--- Listed entries ---

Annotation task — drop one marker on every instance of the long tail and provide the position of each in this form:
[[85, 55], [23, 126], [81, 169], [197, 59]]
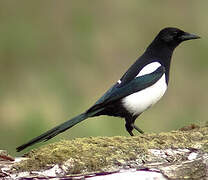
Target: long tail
[[58, 129]]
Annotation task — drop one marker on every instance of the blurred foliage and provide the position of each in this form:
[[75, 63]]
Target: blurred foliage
[[58, 57]]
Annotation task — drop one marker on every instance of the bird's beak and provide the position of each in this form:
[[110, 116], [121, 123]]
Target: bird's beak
[[187, 36]]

--- What this task involves ---
Render the listing above as a JSON list of strings, one string per line with blank lines omitted, covering only the lines from the one containing "of the blurred" up to and including the last line of the listing.

--- Reply to the task ---
[
  "Annotation task — drop one marker on every instance of the blurred foliage and provide the position of each in this form:",
  "[[75, 63]]",
  "Target: blurred foliage",
  "[[58, 57]]",
  "Annotation task — drop one marker on every instance of the bird's beak and provide the position of each in this form:",
  "[[110, 116], [121, 123]]",
  "Target: bird's beak",
  "[[187, 36]]"
]